TASK TO CARRY OUT:
Duplicate the rows beginning with the line containing "Outline every instance of the stone" and continuing through the line containing "[[[188,90],[169,89],[169,105],[188,107]]]", keeping every character identical.

Labeled shape records
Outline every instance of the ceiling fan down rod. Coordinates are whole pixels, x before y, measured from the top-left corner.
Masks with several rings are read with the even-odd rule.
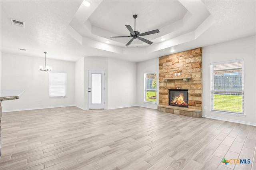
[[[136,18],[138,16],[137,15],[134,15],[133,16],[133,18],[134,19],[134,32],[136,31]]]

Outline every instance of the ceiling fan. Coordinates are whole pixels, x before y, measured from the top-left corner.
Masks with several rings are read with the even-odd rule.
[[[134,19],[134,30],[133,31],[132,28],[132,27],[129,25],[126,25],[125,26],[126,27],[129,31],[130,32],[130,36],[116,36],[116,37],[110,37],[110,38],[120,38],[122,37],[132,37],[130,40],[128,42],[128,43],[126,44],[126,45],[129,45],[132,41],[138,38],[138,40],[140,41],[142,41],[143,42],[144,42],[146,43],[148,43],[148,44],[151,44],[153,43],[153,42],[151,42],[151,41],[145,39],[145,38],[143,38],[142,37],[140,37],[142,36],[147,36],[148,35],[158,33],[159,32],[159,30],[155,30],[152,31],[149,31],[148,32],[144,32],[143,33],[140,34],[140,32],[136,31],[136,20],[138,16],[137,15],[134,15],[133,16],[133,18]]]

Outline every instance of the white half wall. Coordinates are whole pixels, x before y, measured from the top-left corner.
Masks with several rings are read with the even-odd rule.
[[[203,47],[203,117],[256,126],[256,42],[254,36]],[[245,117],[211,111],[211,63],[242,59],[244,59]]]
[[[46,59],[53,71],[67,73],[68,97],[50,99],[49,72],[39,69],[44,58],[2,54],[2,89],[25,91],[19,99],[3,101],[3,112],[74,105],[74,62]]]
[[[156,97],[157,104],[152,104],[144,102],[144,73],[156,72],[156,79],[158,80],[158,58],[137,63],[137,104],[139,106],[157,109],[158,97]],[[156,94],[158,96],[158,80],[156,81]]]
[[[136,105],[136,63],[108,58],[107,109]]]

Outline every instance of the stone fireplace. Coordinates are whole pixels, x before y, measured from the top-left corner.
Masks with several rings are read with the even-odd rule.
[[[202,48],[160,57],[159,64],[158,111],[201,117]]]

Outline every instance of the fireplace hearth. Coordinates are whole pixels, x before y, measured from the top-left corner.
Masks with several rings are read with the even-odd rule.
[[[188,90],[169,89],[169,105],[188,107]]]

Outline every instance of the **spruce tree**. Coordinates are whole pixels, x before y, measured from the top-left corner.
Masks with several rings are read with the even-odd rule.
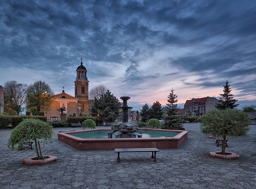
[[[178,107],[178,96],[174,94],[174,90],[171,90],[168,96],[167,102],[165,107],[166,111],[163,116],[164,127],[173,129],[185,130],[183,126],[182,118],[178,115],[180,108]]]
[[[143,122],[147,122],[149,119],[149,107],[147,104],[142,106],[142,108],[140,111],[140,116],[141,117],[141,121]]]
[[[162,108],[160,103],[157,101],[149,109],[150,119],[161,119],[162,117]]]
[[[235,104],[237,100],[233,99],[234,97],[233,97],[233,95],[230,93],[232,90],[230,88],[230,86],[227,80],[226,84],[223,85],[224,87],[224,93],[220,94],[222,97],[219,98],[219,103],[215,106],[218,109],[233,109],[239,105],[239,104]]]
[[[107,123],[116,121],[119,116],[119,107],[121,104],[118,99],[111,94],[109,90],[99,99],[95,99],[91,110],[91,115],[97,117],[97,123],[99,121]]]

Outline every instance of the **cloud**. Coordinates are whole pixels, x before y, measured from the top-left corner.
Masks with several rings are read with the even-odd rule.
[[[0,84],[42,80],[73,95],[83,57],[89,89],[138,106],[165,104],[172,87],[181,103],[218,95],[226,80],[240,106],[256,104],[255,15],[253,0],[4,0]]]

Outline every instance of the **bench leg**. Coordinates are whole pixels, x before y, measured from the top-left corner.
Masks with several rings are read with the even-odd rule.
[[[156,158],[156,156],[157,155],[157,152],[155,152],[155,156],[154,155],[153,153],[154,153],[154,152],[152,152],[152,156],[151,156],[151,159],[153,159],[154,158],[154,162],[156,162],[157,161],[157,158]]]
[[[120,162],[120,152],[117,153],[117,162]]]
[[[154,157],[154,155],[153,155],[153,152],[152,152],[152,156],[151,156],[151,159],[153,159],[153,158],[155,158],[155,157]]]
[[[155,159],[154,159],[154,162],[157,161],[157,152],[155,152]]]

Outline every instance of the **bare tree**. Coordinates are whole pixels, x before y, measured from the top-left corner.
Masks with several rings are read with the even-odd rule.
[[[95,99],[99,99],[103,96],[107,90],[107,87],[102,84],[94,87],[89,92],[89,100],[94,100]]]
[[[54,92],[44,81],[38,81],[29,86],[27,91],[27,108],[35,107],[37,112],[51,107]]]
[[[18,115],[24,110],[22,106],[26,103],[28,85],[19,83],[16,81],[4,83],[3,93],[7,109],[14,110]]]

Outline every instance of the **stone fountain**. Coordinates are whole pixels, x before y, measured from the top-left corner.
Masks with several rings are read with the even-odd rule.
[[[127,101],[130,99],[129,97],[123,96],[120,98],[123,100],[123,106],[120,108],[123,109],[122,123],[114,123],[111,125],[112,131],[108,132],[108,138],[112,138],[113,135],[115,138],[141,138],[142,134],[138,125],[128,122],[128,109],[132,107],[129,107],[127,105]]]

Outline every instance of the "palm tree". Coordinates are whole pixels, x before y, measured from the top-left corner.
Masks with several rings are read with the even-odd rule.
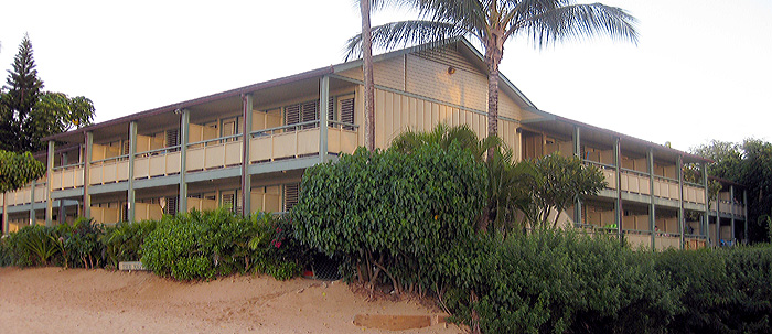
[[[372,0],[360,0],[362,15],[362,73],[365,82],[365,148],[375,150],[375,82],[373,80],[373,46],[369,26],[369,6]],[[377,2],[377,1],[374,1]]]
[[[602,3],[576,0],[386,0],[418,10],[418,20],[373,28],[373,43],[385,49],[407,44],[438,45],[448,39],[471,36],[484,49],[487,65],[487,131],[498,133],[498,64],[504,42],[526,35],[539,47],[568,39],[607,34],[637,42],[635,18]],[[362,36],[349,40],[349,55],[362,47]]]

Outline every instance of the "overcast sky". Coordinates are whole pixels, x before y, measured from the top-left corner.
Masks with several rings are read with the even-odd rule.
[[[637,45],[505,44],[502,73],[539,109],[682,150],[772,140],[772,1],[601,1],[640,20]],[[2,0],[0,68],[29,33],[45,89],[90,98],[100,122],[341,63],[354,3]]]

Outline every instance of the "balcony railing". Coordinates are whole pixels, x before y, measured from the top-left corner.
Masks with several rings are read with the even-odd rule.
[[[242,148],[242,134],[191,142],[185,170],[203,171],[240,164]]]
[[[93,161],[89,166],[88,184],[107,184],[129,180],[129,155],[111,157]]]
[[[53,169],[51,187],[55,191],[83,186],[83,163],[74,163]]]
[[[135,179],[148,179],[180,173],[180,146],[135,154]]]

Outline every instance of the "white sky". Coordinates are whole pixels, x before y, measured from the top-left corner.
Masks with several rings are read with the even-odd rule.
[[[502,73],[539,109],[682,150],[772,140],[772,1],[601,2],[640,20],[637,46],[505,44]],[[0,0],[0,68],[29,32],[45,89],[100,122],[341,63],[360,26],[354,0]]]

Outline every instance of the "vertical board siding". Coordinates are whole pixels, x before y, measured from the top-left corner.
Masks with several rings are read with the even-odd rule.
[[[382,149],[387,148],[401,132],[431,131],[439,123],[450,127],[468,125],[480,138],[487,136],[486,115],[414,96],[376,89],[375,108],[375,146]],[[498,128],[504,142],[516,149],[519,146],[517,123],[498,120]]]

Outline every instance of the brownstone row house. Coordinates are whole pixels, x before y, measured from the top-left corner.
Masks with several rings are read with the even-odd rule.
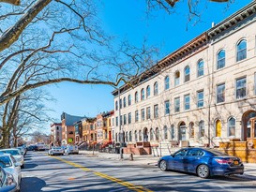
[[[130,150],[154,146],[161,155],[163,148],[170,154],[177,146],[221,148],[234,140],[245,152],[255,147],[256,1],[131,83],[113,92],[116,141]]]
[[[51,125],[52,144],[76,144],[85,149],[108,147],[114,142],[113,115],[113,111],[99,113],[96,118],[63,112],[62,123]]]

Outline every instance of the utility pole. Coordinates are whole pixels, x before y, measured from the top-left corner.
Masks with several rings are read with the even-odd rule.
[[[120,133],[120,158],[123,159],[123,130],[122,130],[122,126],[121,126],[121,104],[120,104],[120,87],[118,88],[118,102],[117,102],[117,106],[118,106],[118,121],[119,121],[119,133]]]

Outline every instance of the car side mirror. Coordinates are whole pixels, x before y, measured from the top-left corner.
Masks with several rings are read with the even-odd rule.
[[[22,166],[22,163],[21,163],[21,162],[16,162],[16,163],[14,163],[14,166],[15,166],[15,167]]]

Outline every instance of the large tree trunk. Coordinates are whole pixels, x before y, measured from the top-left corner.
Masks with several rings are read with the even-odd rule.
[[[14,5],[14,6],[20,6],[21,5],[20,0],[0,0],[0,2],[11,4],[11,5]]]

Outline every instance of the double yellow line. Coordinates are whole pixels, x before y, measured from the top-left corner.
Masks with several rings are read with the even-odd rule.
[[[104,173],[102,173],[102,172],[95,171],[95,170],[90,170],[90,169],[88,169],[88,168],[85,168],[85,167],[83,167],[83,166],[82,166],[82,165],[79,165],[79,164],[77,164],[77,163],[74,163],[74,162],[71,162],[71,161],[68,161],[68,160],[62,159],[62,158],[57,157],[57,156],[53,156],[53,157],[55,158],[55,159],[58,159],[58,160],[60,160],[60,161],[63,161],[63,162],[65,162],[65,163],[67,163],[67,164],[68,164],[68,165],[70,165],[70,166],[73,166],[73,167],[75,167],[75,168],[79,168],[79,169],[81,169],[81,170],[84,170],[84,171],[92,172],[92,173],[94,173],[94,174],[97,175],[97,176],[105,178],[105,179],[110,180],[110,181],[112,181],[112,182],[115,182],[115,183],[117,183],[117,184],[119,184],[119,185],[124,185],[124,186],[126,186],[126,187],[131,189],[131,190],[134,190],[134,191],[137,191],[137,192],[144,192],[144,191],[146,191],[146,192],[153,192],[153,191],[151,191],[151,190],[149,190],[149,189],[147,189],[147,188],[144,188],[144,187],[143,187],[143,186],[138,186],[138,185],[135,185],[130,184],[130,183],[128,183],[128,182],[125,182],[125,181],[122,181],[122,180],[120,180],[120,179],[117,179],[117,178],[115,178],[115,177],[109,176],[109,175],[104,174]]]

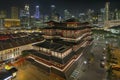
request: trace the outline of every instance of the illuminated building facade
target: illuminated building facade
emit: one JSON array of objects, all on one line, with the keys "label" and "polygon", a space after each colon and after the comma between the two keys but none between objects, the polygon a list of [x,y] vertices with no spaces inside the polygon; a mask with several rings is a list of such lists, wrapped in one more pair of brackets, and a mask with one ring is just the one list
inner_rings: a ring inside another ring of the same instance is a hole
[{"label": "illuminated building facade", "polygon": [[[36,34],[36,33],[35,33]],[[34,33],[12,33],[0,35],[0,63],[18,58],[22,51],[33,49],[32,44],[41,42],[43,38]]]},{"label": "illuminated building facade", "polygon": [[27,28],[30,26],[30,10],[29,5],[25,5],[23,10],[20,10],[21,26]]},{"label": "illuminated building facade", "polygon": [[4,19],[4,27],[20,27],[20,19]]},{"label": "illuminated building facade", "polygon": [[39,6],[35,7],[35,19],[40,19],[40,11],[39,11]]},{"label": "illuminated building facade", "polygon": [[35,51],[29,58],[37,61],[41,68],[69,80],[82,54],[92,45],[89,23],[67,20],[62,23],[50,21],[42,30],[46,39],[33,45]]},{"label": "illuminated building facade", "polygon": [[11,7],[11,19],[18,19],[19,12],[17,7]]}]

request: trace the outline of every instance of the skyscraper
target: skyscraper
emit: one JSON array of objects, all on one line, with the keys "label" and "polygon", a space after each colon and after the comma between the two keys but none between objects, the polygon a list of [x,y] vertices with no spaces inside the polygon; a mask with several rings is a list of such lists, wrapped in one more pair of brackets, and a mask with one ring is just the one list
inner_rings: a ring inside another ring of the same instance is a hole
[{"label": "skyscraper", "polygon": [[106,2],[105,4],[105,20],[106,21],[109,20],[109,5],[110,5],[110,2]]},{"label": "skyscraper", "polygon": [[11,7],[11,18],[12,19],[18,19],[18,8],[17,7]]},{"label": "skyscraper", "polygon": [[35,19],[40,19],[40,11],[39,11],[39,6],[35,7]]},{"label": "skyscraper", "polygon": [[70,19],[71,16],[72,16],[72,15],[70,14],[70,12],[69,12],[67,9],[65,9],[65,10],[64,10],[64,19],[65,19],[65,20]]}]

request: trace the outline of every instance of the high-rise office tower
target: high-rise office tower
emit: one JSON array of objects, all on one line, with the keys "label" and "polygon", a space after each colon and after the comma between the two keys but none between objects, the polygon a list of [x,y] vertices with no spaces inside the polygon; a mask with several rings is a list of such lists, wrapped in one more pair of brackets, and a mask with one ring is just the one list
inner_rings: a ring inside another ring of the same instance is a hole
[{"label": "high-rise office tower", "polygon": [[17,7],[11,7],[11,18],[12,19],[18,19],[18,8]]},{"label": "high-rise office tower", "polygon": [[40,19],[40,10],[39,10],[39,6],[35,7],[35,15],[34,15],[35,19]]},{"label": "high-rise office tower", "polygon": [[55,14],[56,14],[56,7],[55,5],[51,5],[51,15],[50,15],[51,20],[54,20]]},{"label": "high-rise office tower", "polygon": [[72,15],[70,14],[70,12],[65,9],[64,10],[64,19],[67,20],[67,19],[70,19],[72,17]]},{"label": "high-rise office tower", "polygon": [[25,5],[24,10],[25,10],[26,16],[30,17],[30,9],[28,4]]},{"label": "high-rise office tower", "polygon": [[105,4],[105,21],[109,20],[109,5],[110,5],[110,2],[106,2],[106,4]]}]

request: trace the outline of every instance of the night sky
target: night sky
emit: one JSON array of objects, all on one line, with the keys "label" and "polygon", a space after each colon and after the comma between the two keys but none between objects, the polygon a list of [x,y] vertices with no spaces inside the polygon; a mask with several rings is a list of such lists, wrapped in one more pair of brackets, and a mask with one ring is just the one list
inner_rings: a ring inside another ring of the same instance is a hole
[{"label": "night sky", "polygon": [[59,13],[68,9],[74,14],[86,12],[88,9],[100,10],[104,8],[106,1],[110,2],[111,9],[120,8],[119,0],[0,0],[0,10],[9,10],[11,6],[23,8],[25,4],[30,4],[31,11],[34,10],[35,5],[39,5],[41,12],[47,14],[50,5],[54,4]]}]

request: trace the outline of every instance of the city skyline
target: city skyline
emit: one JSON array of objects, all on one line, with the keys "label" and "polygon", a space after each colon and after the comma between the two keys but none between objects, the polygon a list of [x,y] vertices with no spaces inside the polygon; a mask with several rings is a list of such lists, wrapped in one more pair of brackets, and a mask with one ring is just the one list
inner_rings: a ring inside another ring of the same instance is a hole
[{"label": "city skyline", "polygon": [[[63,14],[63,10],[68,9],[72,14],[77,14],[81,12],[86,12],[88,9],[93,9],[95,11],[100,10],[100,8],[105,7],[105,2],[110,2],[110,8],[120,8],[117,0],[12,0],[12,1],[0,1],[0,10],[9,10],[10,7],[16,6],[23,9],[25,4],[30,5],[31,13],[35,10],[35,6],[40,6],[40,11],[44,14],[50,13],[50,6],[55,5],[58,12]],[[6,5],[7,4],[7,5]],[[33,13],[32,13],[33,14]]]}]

OUTPUT:
Outline every instance of the stone fireplace. Coordinates are whole pixels, x before y, measured from the top-left corner.
Masks with several rings are read with the even-odd rule.
[[[202,48],[160,57],[159,64],[158,111],[201,117]]]

Outline every instance of the fireplace hearth. Coordinates are whole pixels, x before y, measured from the top-left corner.
Masks with several rings are read with the even-odd rule.
[[[188,90],[169,89],[169,105],[188,107]]]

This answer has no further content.